Série d'exercices –
[1] Répondez à ces questions sur le texte consacré aux migrations pendulaires :
(a) Autour de quoi la région parisienne est-elle organisée ?
(b) Quel réseau est qualifié de très dense en Suisse ?
(c) Quel terme de géographie désigne ceux qui habitent en zone rurale mais travaillent en ville ?
[2] Rédigez la suite du texte sur les migrations pendulaires, en partant de sa dernière phrase.

Texte source –
● ● ●
S'agissant de "pendulaire" ou "navetteur" - que personnellement je trouve très bons : clairs, conformes aux règles morphologiques et sémantiques, etc. - la difficulté peut aussi venir de ce que le concept de pendulaire/navetteur est moins évident en France.
La Belgique est en effet une zone totalement urbanisée ou presque, et multi-polaires : plusieures villes, grosses ou moyennes, se partagent le terrain, bien reliées entre elles par un assez dense réseau de train. De même en Suisse, où le maillage des CFF est très dense (

c'est une des choses que j'aime dans ce pays auprès duquel j'ai vécu). Dans les deux cas, on peut habiter dans une ville moyenne et travailler dans une grosse ville (du type Namur/Bruxelles ou La Chaud de Fond/Neuchâtel).
En France, la seule zone connaissant franchement des migrations pendulaires, c'est la région parisienne (Melun/Paris), organisée d'ailleurs autour du RER. Lyon est la deuxième ville de France, et pourtant, autant que je puisse en juger, il n'y a pas de migrations pendulaires St-Etienne/Lyon.
Ailleurs, les migrations sont plus restreintes, essentiellement automobiles, du type centre/banlieue ou ville/campagne (ce qu'on appelle en géographie les "rurbains" (j'habite en zone rurale mais je travail en ville et j'ai un mode de vie urbain).
Bref, c'est pas seulement une question de mot, c'est aussi une question de géographie (Migueeel ! On a besoin de toi) et de civilisation.
● ● ●
(Enregistrements tirés d'un jeu de données)
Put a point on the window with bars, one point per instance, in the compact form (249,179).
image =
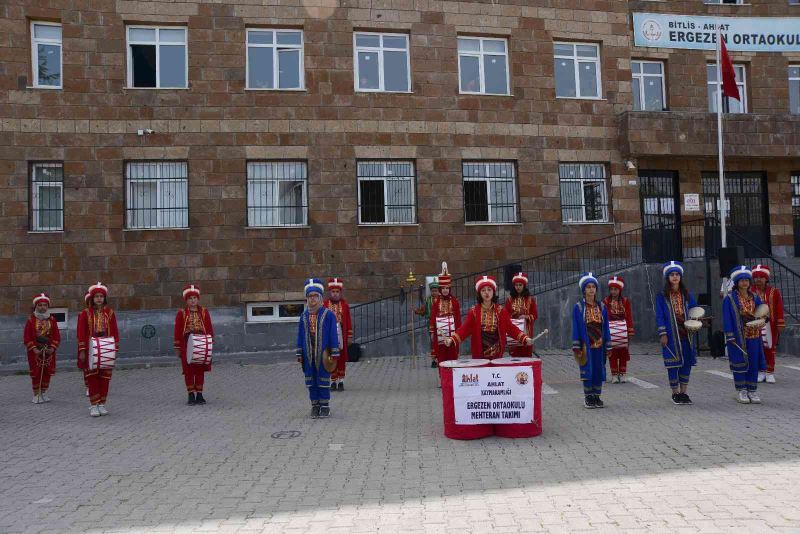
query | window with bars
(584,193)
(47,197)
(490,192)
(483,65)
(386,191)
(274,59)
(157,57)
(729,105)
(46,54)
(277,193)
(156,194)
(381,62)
● ● ●
Corrigé –
[1]
(a) Autour du RER.
(b) Le maillage des CFF.
(c) Les « rurbains ».

[2]
Les "turbo-profs" sont une exception notable, mais justement très spécialisée ; liée à la structure de l'enseignement supérieur français et au poids excessivement dominant de Paris, numériquement, mais aussi et surtout "idéologiquement". : ca s'améliore un peu depuis dix ans, mais pour beaucoup, il n'y a
pas d'université hors de Paris (ce fut très exactement vrai jusqu'à la fin du XIXe siècle !). L'idée d'habiter à Besançon, Reims ou Clermont-Ferrand apparaît à peu près aussi absurde pour certains jeunes universitaires que pour un cadre gagnant bien sa vie d'aller habiter dans une banlieue ouvrière.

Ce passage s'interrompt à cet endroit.